Respond with exact copies of the lines running from the line that contains "of the packed" to the end of the material.

-- Opening Marker --

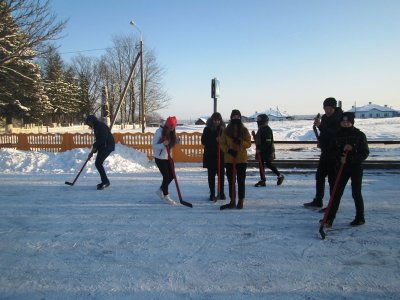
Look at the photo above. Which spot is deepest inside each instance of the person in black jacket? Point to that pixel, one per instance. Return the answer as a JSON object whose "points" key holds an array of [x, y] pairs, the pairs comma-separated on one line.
{"points": [[210, 139], [104, 144], [328, 126], [265, 150], [353, 141]]}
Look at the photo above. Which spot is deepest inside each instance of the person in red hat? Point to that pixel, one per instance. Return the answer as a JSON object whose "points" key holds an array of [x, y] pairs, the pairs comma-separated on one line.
{"points": [[165, 136]]}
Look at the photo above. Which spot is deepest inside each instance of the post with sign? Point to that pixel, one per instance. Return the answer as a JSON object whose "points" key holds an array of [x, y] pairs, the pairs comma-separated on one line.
{"points": [[215, 91]]}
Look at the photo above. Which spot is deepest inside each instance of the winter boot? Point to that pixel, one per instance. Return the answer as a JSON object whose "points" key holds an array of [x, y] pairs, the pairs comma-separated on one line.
{"points": [[260, 183], [103, 185], [315, 203], [160, 194], [358, 221], [328, 223], [280, 179], [230, 205], [240, 204]]}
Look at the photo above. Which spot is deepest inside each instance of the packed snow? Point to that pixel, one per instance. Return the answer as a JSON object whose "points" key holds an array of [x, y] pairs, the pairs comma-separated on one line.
{"points": [[74, 242]]}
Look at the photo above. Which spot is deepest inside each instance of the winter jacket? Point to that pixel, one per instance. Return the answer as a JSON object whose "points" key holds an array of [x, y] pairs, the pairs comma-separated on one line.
{"points": [[104, 140], [328, 128], [159, 149], [265, 142], [351, 136], [227, 143], [209, 140]]}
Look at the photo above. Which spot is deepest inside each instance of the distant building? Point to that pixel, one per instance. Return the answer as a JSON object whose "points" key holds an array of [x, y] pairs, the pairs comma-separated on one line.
{"points": [[273, 115], [374, 111], [201, 121]]}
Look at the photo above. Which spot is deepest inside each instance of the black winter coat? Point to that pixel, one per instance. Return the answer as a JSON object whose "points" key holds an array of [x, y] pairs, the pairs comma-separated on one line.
{"points": [[265, 143], [209, 140], [354, 137], [328, 128], [104, 138]]}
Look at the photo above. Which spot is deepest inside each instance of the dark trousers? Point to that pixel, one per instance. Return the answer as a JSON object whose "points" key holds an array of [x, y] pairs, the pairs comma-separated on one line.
{"points": [[323, 171], [100, 158], [270, 166], [165, 169], [355, 173], [240, 176], [212, 172]]}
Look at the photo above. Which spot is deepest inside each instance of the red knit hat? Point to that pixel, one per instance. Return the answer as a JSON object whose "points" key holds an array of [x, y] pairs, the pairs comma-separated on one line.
{"points": [[171, 121]]}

-- Closing Marker --

§ **SOLUTION BELOW**
Look at the photo above. Which spot is deepest inside each instance of the packed snow? Point to that pixel, one per instance. Return the answer as a JSON object whose "points" key holds an array of [x, y] pairs, the pairs comma-separated on one line.
{"points": [[74, 242]]}
Look at the photo above. Which spot is deepest inside each instance of the winter jacket? Point to that pixel, one per instance. Return the answer as a JSON object whose "points" key holds an array of [x, y] pairs, the pairs comma-separated on one line.
{"points": [[104, 140], [328, 128], [159, 149], [265, 142], [351, 136], [227, 143], [209, 140]]}
Look at the photo above. Which spot is deepest inside each instance of the distant building? Point to that pixel, one per instance. Return the answer as a JSON object whose "points" key holds an array of [x, y] pairs, the pairs comma-separated on one line.
{"points": [[273, 115], [374, 111], [201, 121]]}
Look at the photo above. Which spot is deepest inside each instance of the black winter coat? Point to that pixel, one per instance. Return the answer as a JSON object whose "points" key holds an array of [x, y] pairs, the pairs comma-separated on one line.
{"points": [[265, 143], [209, 140], [354, 137], [328, 128], [104, 138]]}
Look at the photo above. Which spot is deepest inside each instance of the dark trousers? Point to that pixel, one per instance. Return the answer as a JSON object whose "points" key holds an array of [x, y] pairs, the pairs comma-separated on one line.
{"points": [[323, 171], [100, 158], [270, 166], [165, 169], [355, 173], [240, 176], [212, 172]]}
Look at the photo above. Which spot is deepest inside each instance of the red knit hat? Point to that pixel, one per instance. Return the answer as a JSON object whose "points" key holds an array of [x, y] pairs, the pairs comma-separated on one line.
{"points": [[171, 121]]}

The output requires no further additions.